◆ TRAVAIL DEMANDÉ
Recopiez à l'identique le passage de l'extrait sur le déficit budgétaire qui va de "Après ma contribution" jusqu'à "avec le FMI." inclus.

Après ma contribution nommée : éclairages économiques sur la tension financière après la sortie du ministre de l’économie des finances et du plan, contribution publiée dans les quotidiens (24 heures et Témoin du 8 juin, lequotidien du 9 juin, walfquotidien du 11 juin et sur le site léral.net), je reviens pour parler d’un autre problème de choix économique qui fatigue les ménages et tue les entreprises : la focalisation du ministre de l’économie et des finances sur l’atteinte de la cible du déficit budgétaire fixé avec le FMI.
Cette focalisation sur l’objectif d’atteinte de la cible du déficit budgétaire fixée dans la loi de finance 2018 fatigue les ménages et tue les entreprises.
Lors de sa visite à la direction générale de la comptabilité publique et du trésor le 08 juin 2018, le ministre de l’économie disait : « L’environnement international a changé dans le second semestre de l’année 2017 avec la hausse du baril du pétrole, et on s’est retrouvé avec une moins-value de recettes de 130 milliards de fcfa. Dans cette situation pareille, le gouvernement s’était engagé sur une cible de déficit budgétaire de 337 milliards dès lors, avec la moins-value de recettes, on pouvait partir de 337 milliards plus 130 milliards soit un déficit budgétaire de 6%. Si on l’avait fait, sur le marché on n’aurait pas eu ces taux (taux d’intérêt sur les obligations). Cela ôterait au Sénégal toute crédibilité. Durant cette période 2017, nous avons pensé tout faire pour que la cible du déficit soit respectée et reporté à certaines dépenses sur 2018. En 2018 on a fait des reports de dépenses mais l’environnement a continué de se dégrader ; le pétrole a atteint 80 dollars le baril ».
Selon le ministre l’augmentation du prix du baril a créé une moins-value de recettes de 130 milliards c’est-à-dire 130 milliards de dépenses de plus par rapport à ce qui était prévu dans la loi de finance initiale 2018. Qu’a fait le ministre de l’économie avec ces 130 milliards fcfa ?

[Enregistrements contenus dans un jeu de données]
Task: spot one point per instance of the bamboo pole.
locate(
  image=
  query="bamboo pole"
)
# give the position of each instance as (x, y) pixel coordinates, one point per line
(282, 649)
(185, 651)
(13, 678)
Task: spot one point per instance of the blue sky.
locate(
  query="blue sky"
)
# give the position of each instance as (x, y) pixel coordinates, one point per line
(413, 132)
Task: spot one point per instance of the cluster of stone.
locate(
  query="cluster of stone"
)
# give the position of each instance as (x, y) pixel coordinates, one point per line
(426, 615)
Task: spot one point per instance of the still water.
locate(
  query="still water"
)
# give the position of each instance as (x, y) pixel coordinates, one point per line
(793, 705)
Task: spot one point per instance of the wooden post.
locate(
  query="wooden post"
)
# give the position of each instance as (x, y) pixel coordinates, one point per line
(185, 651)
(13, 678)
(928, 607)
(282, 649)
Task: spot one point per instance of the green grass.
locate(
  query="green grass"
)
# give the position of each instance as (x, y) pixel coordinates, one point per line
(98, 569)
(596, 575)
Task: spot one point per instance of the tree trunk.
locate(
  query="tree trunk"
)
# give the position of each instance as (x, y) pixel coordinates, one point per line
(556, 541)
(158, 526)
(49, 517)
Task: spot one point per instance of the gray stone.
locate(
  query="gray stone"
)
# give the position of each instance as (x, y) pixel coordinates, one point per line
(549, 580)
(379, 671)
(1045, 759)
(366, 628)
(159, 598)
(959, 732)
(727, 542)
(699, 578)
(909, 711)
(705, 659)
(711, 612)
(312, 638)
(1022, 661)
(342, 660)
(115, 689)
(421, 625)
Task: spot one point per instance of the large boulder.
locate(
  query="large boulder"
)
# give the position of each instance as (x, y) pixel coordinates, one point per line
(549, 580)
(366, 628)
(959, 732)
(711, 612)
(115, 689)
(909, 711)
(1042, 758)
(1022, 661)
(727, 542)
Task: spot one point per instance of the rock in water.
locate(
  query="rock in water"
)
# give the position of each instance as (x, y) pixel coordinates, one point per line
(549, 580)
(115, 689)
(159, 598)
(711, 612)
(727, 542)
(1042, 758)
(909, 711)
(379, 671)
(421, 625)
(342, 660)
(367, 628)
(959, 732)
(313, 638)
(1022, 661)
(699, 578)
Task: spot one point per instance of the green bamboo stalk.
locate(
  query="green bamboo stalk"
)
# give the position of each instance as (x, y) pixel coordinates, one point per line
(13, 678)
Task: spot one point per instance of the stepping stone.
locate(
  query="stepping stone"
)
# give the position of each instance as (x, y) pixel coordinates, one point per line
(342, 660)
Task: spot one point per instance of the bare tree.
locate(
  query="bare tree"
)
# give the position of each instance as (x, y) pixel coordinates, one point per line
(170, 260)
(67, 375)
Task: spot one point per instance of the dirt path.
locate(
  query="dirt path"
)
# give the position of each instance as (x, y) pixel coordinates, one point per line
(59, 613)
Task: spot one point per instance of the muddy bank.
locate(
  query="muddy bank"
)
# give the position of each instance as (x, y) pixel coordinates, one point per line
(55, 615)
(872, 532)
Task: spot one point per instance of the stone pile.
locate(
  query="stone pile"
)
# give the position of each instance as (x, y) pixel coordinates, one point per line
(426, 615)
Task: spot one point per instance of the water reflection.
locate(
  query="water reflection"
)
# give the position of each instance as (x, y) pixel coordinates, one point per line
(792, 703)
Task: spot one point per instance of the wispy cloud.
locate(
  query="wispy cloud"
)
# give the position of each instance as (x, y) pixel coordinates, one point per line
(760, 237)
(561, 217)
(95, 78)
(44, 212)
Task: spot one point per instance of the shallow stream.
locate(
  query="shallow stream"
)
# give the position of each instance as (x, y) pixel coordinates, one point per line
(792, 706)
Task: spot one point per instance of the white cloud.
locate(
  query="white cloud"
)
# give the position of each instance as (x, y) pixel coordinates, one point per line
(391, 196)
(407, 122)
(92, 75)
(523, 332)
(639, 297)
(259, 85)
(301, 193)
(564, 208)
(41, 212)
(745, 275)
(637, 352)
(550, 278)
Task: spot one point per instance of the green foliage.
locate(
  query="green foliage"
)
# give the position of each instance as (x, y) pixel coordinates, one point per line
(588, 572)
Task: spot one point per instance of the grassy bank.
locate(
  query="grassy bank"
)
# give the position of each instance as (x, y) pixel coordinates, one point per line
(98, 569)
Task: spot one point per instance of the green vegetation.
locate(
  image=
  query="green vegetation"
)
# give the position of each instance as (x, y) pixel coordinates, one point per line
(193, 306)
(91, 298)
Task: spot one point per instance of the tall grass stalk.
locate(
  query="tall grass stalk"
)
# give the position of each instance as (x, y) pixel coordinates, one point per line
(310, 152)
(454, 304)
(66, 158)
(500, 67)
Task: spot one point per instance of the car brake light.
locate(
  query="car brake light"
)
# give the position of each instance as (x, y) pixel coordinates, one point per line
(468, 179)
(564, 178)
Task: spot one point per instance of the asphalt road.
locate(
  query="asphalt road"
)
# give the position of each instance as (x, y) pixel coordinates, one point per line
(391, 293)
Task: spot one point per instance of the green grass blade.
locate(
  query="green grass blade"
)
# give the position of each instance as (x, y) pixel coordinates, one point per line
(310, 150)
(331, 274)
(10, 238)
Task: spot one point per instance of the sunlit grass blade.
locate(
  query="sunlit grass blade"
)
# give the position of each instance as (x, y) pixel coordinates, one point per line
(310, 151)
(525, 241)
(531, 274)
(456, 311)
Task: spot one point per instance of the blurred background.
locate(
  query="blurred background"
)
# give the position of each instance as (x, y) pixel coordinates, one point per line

◆ RÉSULTAT DE L'EXERCICE
Après ma contribution nommée : éclairages économiques sur la tension financière après la sortie du ministre de l’économie des finances et du plan, contribution publiée dans les quotidiens (24 heures et Témoin du 8 juin, lequotidien du 9 juin, walfquotidien du 11 juin et sur le site léral.net), je reviens pour parler d’un autre problème de choix économique qui fatigue les ménages et tue les entreprises : la focalisation du ministre de l’économie et des finances sur l’atteinte de la cible du déficit budgétaire fixé avec le FMI.